===== Excerpt provided =====
In the spirit of Krever Report HÉMA-QUÉBEC takes new precautions concerning variant Creutzfeldt-Jakob Disease (vCJD)
New directive will be applied to donors who have traveled in United Kingdom, France and Western Europe
Saint-Laurent, August 30, 2001- HÉMA-QUÉBEC will exclude, as of October 1, 2001, donors who have spent, since 1980, three months or more in France and six cumulative months or more in the following countries (namely Western Europe) : Germany, Italy, Netherlands, Switzerland, Austria, Belgium, Spain, Republic of Ireland, Portugal, Denmark, Luxembourg and Liechtenstein. Deferral concerning donors how have spent one month or more in United Kingdom is maintained.
In September 1999, HÉMA-QUÉBEC announced the exclusion of blood and plasma donors who have spent a cumulative total of one month or more in the United Kingdom since 1980 and made the same announcement in August 2000 for donors who have spent a cumulative total of six month or more in France.
Yesterday, Health Canada's Bureau of Biologics and Radiopharmaceuticals (BBR) requested that the country's two blood suppliers (HÉMA-QUÉBEC and Canadian Blood Services) exclude, within the next three months, donors who have spent three cumulative months or more in the U.K. or in France, between 1980 and 1996 and those who have spent a combined cumulative total of 5 years or more in Western Europe since 1980. A blood supplier can exceed the national standard in such circumstances as long as the blood component supply is not endangered.
HÉMA-QUÉBEC expects this measure to reduce the number of donor by no more than 3% and has been able to absorb such a reduction in the number of active donors from earlier precautionary donor exclusion measures.
"Transmission of variant of Creutzfeldt-Jakob disease through the bloodstream is still a strictly theoretical risk. However, as recommended by Judge Krever in his report, we are proceeding with extreme caution. At the same time, we must ensure that the blood supply is kept at an adequate level in order to meet the needs of hospital patients, and that it is as safe as possible. This is why we concluded that we could continue to serve hospitals adequately with 3% fewer donors" explained André Roch, Assistant to the Executive Director, Public Affairs, at HÉMA-QUÉBEC.
Variant of Creutzfeldt-Jakob disease, generally described as a prion disease (infectious protein), is a degenerative brain disorder and is always fatal. The disease is said to have been caused by human exposure to the agent that causes "mad cow disease", also known as bovine spongiform encephalopathy (BSE), which appeared in the early 1980s in the U.K.
HÉMA-QUÉBEC thanks all blood and plasma donors for their understanding. The safety of the blood supply shall continue to be its number-one priority.
Just as they did last year, a large number of Quebeckers took part in this summer blood drives and as a result, the collective blood supply is currently at a healthy level. Nevertheless, it is still precarious given that a healthy level will only meet the needs of hospitals for a period of four days. Therefore, donors must continue to participate in blood drives to maintain this level.
HÉMA-QUÉBEC and approximately 25,000 volunteers organize 2,000 blood drives throughout Québec each year in order to meet the needs of hospital patients.
As part of its mandate, HÉMA-QUÉBEC's mission is to provide Quebeckers with sufficient quantities of safe, top-quality blood components, derivatives and substitutes to meet the needs of hospitals, and to provide recognized expertise and specialized services in the field of immunohematology.
===== Supplied information =====
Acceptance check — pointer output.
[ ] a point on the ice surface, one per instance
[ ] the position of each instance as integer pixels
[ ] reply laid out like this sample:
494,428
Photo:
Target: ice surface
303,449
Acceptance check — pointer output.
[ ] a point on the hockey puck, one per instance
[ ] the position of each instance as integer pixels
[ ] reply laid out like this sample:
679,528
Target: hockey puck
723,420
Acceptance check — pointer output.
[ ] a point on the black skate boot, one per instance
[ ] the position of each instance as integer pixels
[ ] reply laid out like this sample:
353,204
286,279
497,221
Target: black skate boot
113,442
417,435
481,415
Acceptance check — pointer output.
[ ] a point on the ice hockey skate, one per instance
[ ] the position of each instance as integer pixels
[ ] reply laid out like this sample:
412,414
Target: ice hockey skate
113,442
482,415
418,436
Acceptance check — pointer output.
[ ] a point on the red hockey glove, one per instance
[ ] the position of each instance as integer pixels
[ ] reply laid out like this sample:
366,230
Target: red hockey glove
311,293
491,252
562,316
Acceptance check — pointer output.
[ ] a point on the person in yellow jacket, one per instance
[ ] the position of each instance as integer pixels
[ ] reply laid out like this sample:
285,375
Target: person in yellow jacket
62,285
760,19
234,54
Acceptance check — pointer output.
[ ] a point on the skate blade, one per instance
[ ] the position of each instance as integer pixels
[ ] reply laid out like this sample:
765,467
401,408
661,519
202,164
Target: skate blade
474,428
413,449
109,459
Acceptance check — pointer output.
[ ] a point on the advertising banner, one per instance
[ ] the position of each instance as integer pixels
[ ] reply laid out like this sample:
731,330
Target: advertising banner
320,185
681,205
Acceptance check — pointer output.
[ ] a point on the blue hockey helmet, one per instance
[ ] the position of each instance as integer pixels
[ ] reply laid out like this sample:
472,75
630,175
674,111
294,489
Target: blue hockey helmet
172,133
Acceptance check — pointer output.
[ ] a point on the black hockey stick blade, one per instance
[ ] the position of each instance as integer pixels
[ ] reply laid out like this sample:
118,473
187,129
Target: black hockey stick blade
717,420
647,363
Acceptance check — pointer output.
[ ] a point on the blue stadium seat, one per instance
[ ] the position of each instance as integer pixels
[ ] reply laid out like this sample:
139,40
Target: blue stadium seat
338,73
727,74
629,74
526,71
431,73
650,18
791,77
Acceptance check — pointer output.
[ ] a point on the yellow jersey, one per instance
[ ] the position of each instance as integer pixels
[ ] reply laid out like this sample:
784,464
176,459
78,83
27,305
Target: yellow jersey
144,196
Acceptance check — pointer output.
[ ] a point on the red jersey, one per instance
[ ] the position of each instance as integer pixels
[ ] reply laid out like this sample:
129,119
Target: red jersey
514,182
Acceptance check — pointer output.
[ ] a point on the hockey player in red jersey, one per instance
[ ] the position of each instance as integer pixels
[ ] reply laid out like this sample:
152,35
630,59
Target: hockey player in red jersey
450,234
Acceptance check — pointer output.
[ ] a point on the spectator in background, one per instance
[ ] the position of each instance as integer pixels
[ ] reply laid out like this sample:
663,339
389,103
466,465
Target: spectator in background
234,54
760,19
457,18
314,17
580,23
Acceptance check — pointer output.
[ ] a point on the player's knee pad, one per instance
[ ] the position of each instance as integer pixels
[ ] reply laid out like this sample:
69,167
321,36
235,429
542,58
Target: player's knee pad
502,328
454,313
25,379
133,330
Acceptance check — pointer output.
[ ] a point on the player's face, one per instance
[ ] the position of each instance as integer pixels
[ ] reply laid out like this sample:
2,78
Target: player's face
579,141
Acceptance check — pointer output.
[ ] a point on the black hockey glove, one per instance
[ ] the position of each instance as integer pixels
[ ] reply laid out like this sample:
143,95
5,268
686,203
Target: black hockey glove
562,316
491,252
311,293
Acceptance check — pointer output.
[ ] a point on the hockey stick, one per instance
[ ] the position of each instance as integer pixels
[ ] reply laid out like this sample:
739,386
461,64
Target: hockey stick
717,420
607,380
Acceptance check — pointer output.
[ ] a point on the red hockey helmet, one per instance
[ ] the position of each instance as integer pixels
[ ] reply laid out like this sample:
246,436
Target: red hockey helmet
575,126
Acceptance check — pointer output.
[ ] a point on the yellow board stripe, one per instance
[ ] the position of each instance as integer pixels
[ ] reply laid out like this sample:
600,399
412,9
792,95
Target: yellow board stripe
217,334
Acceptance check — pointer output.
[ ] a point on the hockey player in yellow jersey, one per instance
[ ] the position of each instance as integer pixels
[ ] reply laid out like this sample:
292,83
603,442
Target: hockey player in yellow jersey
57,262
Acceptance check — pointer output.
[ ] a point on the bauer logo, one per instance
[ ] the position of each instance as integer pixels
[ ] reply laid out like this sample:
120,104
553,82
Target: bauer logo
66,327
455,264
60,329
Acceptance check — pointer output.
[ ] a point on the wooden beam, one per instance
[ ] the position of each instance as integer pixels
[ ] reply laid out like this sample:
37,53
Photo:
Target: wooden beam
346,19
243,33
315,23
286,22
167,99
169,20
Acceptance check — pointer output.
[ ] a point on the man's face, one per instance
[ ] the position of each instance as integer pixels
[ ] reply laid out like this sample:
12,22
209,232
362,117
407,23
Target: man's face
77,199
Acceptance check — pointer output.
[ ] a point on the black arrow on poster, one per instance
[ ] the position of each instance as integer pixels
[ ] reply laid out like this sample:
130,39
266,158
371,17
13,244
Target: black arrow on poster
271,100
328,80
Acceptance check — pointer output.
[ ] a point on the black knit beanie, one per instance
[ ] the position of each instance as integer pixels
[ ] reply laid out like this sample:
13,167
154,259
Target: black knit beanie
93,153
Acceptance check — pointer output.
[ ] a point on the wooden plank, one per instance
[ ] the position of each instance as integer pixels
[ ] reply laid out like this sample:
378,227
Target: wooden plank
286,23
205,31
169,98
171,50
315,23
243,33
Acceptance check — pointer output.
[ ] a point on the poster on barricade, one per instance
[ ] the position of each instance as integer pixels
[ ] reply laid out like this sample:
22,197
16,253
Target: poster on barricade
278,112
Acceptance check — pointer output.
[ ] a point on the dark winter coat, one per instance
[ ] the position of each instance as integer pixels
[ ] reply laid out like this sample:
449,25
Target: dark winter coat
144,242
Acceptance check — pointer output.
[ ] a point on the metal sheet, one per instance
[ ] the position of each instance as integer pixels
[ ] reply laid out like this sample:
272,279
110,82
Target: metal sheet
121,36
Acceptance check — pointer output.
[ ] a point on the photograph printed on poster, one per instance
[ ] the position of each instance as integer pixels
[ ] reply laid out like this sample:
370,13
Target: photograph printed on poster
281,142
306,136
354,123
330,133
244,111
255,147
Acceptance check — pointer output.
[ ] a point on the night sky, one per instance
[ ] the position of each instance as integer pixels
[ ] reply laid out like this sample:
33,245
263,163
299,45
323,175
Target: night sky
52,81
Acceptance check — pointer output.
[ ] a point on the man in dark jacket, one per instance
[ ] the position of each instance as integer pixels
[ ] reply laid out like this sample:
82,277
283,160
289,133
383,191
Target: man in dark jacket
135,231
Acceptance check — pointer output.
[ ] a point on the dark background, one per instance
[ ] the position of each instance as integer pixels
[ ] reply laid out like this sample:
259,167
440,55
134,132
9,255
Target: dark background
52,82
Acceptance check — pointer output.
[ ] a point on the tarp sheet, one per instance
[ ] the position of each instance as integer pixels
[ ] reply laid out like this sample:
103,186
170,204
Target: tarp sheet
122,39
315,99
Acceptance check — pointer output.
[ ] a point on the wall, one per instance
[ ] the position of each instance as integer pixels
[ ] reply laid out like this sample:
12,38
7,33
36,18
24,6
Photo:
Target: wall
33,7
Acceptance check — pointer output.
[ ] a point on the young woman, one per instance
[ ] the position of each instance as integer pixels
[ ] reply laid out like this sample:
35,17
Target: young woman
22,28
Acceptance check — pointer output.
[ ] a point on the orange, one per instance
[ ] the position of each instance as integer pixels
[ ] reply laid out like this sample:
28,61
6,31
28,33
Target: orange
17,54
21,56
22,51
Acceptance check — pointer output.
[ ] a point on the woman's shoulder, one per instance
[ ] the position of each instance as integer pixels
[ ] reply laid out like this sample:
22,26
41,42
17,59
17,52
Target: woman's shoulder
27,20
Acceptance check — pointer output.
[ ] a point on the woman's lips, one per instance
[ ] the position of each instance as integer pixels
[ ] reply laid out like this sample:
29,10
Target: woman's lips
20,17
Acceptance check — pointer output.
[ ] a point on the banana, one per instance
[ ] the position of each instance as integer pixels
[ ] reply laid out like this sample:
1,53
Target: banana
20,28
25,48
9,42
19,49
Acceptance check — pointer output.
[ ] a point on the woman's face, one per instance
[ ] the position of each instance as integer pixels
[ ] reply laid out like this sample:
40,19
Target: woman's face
=====
Prompt
Write out, word for word, the part of the HÉMA-QUÉBEC press release above that opens with the words containing "Yesterday, Health Canada's" and closes with "is not endangered.".

Result for this task
Yesterday, Health Canada's Bureau of Biologics and Radiopharmaceuticals (BBR) requested that the country's two blood suppliers (HÉMA-QUÉBEC and Canadian Blood Services) exclude, within the next three months, donors who have spent three cumulative months or more in the U.K. or in France, between 1980 and 1996 and those who have spent a combined cumulative total of 5 years or more in Western Europe since 1980. A blood supplier can exceed the national standard in such circumstances as long as the blood component supply is not endangered.